[Description of the task]:
Format the data below as a Markdown table with the columns "No." and "Line," giving each non-blank line its own numbered row in order. Omit blank lines and leave the pictures out of the table.

[Provided entries]:
----

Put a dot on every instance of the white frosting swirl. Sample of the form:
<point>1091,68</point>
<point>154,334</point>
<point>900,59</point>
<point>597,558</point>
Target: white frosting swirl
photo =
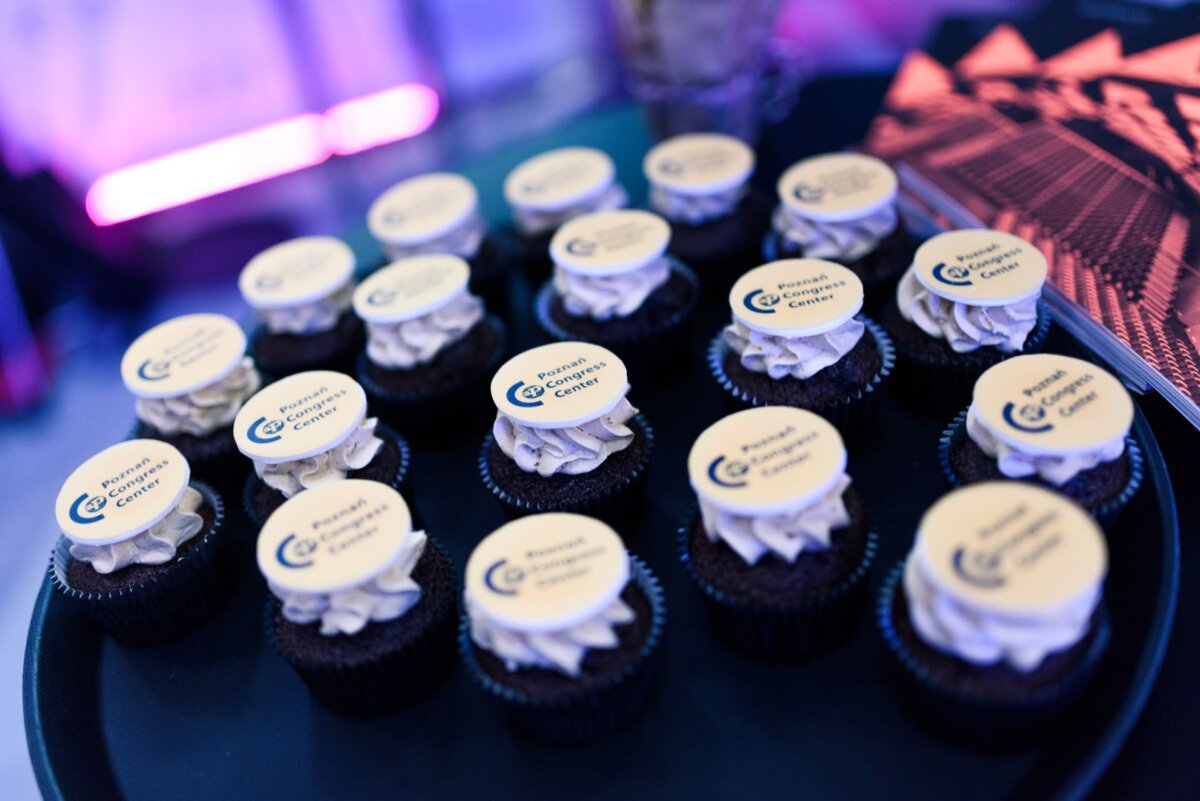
<point>1055,469</point>
<point>795,356</point>
<point>840,241</point>
<point>385,597</point>
<point>557,650</point>
<point>967,327</point>
<point>696,209</point>
<point>461,240</point>
<point>407,344</point>
<point>534,222</point>
<point>207,409</point>
<point>786,535</point>
<point>309,318</point>
<point>983,637</point>
<point>155,546</point>
<point>352,453</point>
<point>603,297</point>
<point>570,451</point>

----

[Expected answer]:
| No. | Line |
|---|---|
| 1 | Put a dot on every instance of the white frosting swirl. Sample of the form: |
| 2 | <point>1091,68</point> |
| 3 | <point>154,334</point> |
| 4 | <point>900,59</point> |
| 5 | <point>597,558</point> |
| 6 | Target: white frosting swirl |
| 7 | photo = |
| 8 | <point>1055,469</point> |
| 9 | <point>795,356</point> |
| 10 | <point>840,241</point> |
| 11 | <point>385,597</point> |
| 12 | <point>557,650</point> |
| 13 | <point>967,327</point> |
| 14 | <point>696,209</point> |
| 15 | <point>461,240</point> |
| 16 | <point>407,344</point> |
| 17 | <point>534,222</point> |
| 18 | <point>207,409</point> |
| 19 | <point>786,535</point> |
| 20 | <point>309,318</point> |
| 21 | <point>983,637</point> |
| 22 | <point>155,546</point> |
| 23 | <point>352,453</point> |
| 24 | <point>603,297</point> |
| 25 | <point>570,451</point> |